■ **What is required**
Reproduce the entries exactly. Omit none of them.
Records supplied START
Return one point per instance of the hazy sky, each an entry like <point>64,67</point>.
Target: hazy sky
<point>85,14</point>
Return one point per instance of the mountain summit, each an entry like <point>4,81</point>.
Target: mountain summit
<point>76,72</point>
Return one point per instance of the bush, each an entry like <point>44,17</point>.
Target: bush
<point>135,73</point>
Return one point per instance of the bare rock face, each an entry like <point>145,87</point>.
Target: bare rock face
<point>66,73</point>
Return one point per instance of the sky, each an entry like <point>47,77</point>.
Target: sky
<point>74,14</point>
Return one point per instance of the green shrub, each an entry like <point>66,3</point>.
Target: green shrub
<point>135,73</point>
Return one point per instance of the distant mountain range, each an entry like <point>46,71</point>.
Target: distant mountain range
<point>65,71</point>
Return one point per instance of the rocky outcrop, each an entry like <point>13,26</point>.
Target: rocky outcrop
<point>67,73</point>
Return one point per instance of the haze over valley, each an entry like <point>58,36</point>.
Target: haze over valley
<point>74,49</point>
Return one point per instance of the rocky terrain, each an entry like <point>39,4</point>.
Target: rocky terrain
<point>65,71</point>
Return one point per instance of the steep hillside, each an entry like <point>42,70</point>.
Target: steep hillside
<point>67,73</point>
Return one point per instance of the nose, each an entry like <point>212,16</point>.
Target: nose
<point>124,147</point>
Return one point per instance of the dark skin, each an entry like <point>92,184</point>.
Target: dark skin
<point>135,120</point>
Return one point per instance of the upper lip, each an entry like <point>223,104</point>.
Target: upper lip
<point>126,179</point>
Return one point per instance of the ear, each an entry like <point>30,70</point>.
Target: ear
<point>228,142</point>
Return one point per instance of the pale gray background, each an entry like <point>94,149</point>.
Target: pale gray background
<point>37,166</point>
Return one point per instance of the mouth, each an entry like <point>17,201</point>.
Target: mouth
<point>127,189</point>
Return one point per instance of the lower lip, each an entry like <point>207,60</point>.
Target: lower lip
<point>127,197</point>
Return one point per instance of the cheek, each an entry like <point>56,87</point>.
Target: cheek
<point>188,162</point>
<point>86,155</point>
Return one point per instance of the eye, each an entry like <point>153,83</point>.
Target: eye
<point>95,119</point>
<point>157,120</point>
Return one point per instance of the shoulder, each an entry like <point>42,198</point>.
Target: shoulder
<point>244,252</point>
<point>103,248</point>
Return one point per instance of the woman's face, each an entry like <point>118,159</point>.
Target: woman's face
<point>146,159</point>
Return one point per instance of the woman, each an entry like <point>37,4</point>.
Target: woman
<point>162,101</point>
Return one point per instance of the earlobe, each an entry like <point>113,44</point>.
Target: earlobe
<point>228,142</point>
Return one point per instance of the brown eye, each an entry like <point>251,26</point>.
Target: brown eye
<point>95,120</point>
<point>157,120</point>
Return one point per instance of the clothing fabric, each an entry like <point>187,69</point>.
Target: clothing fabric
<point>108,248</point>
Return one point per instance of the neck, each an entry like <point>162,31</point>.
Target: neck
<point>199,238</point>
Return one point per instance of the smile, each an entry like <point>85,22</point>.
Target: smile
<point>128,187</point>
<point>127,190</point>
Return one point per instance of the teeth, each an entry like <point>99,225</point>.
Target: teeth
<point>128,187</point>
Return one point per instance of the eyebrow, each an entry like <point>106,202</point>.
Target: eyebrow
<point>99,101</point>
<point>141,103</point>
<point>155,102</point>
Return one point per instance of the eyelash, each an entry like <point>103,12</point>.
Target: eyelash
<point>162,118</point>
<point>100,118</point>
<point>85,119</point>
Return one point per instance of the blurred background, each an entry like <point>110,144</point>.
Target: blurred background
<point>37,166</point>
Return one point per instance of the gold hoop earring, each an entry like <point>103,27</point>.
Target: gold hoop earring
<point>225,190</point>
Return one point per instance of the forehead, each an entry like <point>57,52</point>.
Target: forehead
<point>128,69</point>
Records supplied END
■ **Response to the exercise**
Return one point per instance of the hazy sky, each an entry like <point>64,67</point>.
Target: hazy sky
<point>85,14</point>
Return one point per instance of the mountain summit, each an entry like <point>4,81</point>.
Target: mountain summit
<point>76,72</point>
Return one point per instance of the bush, each an entry like <point>44,17</point>.
Target: bush
<point>135,73</point>
Return one point per instance of the bare rock face, each an entry like <point>145,87</point>.
Target: bare rock face
<point>66,73</point>
Return one point per instance of the sky, each an entry like <point>47,77</point>.
Target: sky
<point>74,14</point>
Return one point per instance of the green shrub, each an entry like <point>66,3</point>.
Target: green shrub
<point>135,73</point>
Return one point per instance of the distant mountain range, each an entry like <point>46,71</point>.
Target: distant mountain range
<point>65,71</point>
Return one point per instance of the rocky outcrop, each an entry like <point>13,26</point>.
Target: rocky outcrop
<point>67,73</point>
Return one point per instance of the haze over valley, each an entry like <point>58,36</point>.
Target: haze over valley
<point>74,49</point>
Return one point per instance of the rocky terrain, each an entry like <point>39,4</point>.
Target: rocky terrain
<point>65,71</point>
Return one point per instance of the steep hillside, each an entry like <point>42,70</point>.
Target: steep hillside
<point>67,73</point>
Return one point per instance of the nose, each an entry like <point>212,16</point>.
Target: nose
<point>124,147</point>
Return one point per instance of the dark skin, each an entry like <point>92,184</point>.
Target: dark skin
<point>135,120</point>
Return one point per instance of the upper lip, each an entry like <point>223,104</point>.
Target: upper lip
<point>126,179</point>
Return one point per instance of the ear, each an entry like <point>30,70</point>.
Target: ear
<point>228,142</point>
Return one point per instance of the pale gray background, each an entry like <point>94,149</point>.
Target: pale gray background
<point>37,166</point>
Return one point per instance of the mouth, each an entry like <point>17,201</point>.
Target: mouth
<point>127,189</point>
Return one point per instance of the lower lip, each an entry like <point>207,60</point>.
Target: lower lip
<point>127,197</point>
Return one point per instance of the cheek, each an entry like <point>56,87</point>.
Target: cheek
<point>188,162</point>
<point>86,155</point>
Return one point per instance of the eye, each an entry like <point>153,83</point>.
Target: eye
<point>95,119</point>
<point>157,120</point>
Return one point per instance of the shoulder, each an entry like <point>42,198</point>.
Target: shoulder
<point>244,252</point>
<point>103,248</point>
Return one point per instance of the woman's face, each an entry like <point>118,159</point>.
Target: woman's face
<point>146,159</point>
Return one point per instance of the woman, each an entry like <point>37,4</point>.
Target: woman
<point>162,101</point>
Return one point per instance of the earlobe, each an entry like <point>113,44</point>.
Target: earlobe
<point>228,142</point>
Return one point per instance of the brown eye, each an entry like <point>251,26</point>.
Target: brown eye
<point>95,120</point>
<point>157,120</point>
Return one point per instance of the clothing fabric, each an entry like <point>187,69</point>.
Target: clothing fabric
<point>108,248</point>
Return one point per instance of the neck, each an entry like <point>162,31</point>.
Target: neck
<point>199,238</point>
Return one point per instance of the smile, each an entry like <point>85,22</point>.
Target: smile
<point>128,187</point>
<point>127,190</point>
Return one point per instance of the teeth, each an entry like <point>99,225</point>.
Target: teeth
<point>128,187</point>
Return one point per instance of the eyebrow, each an entry like <point>106,202</point>.
Target: eyebrow
<point>99,101</point>
<point>141,103</point>
<point>155,102</point>
Return one point per instance of the eyelash, each an entry like <point>103,12</point>.
Target: eyelash
<point>162,118</point>
<point>100,118</point>
<point>85,119</point>
Return one point per instance of the blurred background, each an entry like <point>110,144</point>.
Target: blurred background
<point>37,166</point>
Return one point per instance of the gold hoop earring, each an entry like <point>103,27</point>.
Target: gold hoop earring
<point>225,190</point>
Return one point per instance of the forehead, each an entry like <point>57,52</point>.
Target: forehead
<point>128,69</point>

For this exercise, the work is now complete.